=== Description of the task ===
Find "of the white" in the records that follow; print that line and each subsequent line through the last one, verbatim and with nothing added.

=== Object position labeling entries ===

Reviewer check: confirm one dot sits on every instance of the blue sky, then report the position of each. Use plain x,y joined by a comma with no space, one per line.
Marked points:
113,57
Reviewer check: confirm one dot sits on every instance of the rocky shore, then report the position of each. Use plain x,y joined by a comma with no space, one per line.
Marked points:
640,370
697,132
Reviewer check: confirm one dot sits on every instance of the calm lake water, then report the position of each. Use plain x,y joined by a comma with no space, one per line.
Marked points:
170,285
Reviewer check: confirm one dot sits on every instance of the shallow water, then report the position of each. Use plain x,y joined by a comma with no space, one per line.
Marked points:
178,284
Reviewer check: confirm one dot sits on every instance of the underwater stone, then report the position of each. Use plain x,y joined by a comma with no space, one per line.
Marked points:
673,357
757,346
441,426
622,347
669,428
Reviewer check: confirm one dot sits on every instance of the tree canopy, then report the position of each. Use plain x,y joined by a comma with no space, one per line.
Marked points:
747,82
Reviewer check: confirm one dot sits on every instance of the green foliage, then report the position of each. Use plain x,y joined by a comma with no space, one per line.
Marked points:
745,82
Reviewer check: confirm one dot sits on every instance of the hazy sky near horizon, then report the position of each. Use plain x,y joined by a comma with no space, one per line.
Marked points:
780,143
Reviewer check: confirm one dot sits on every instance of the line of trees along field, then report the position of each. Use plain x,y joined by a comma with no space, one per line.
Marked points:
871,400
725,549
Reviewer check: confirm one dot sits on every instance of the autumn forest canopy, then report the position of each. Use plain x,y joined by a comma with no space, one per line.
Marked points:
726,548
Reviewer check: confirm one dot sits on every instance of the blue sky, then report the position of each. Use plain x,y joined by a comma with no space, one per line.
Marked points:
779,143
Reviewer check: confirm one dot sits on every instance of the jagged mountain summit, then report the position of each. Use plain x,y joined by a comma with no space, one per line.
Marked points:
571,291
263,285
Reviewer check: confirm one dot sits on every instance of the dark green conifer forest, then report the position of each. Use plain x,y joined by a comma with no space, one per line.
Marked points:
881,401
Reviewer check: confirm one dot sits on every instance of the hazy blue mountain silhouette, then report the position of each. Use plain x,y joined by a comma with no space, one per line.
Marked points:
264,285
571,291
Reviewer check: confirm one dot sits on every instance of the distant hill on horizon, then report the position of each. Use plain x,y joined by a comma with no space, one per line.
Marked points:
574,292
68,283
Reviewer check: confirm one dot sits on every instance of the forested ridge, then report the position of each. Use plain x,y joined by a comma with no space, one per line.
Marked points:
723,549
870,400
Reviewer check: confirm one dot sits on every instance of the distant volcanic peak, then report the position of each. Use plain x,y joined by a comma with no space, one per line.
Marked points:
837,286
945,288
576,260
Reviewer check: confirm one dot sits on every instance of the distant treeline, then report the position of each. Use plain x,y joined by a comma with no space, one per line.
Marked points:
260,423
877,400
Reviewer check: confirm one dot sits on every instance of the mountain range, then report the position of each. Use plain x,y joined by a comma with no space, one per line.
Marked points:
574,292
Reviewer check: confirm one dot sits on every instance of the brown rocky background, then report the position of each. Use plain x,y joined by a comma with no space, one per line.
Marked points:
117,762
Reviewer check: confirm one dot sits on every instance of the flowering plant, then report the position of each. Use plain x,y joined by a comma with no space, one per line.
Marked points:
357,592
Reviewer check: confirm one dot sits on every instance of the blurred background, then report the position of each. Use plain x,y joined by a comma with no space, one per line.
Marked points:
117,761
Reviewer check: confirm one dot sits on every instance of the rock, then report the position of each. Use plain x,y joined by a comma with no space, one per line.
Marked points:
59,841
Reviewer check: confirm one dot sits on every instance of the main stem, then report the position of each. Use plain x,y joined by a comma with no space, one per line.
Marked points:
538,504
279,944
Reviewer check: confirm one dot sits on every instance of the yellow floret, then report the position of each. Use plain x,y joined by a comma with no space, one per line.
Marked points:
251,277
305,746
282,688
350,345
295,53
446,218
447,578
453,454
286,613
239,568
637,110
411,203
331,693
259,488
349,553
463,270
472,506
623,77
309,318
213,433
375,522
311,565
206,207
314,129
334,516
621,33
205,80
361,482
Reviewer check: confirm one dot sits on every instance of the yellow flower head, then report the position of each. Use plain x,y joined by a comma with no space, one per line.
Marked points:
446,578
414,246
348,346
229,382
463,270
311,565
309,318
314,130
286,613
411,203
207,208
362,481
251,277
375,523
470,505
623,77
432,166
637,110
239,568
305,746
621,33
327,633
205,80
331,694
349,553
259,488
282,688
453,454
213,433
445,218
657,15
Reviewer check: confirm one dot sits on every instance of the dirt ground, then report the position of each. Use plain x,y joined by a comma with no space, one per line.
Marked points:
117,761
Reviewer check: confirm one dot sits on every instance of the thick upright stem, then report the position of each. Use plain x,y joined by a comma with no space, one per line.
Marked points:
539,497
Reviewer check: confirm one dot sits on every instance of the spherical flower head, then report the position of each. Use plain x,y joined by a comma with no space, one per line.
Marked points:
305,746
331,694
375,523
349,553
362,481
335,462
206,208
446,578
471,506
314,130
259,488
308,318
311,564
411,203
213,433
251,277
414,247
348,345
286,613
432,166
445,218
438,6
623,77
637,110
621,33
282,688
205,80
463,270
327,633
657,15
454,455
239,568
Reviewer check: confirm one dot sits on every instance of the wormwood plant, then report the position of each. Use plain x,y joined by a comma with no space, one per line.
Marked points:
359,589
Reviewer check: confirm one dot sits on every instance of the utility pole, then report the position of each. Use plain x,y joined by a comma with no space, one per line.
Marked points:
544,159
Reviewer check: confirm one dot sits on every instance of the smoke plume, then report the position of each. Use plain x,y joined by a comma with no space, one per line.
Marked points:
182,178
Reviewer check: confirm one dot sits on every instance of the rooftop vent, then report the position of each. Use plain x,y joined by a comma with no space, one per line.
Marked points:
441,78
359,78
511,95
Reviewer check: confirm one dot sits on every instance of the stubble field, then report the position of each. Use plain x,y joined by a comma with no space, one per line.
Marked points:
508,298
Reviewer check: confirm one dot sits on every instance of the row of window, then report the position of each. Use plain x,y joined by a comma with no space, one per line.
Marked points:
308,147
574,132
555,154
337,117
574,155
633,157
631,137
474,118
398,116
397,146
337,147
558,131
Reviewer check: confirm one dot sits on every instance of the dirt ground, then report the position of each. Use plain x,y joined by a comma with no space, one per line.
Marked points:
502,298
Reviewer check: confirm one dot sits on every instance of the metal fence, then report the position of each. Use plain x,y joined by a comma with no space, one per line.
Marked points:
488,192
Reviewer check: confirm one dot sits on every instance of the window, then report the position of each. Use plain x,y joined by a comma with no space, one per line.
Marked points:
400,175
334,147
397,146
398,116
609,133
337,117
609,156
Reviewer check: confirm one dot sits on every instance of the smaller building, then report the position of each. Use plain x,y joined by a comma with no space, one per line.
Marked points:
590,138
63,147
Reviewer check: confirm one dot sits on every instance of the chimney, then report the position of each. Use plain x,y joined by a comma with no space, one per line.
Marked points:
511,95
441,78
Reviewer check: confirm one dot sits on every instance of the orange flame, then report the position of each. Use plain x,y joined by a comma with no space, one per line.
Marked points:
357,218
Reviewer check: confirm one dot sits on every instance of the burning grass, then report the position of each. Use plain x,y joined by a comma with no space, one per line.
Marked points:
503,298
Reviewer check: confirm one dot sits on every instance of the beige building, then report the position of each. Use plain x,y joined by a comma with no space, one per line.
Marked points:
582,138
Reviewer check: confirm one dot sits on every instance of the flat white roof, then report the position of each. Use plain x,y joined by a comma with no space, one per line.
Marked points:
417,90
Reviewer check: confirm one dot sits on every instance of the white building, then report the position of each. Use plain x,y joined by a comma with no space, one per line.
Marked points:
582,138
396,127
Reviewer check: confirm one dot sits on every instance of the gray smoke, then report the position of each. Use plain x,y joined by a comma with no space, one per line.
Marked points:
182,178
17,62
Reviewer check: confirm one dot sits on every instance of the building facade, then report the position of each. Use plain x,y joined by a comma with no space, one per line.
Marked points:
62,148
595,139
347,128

=== The reply ===
Reviewer check: confirm one dot sits on every instance of the white building, then report the position of each. Use plain x,y joined by a comma with no space, one per line.
Marked points:
582,138
396,127
Reviewer check: confirm one dot sits on every instance of the gray smoke, then report the position of each. Use plain x,y joined by a comma with no space, one per line.
Marked points:
182,178
17,62
Reviewer check: confirm one dot sits on every instance of the building facade, then report the position of each. Use plain x,y joined by a comma with no space, one per line.
Marked points:
62,148
595,139
347,128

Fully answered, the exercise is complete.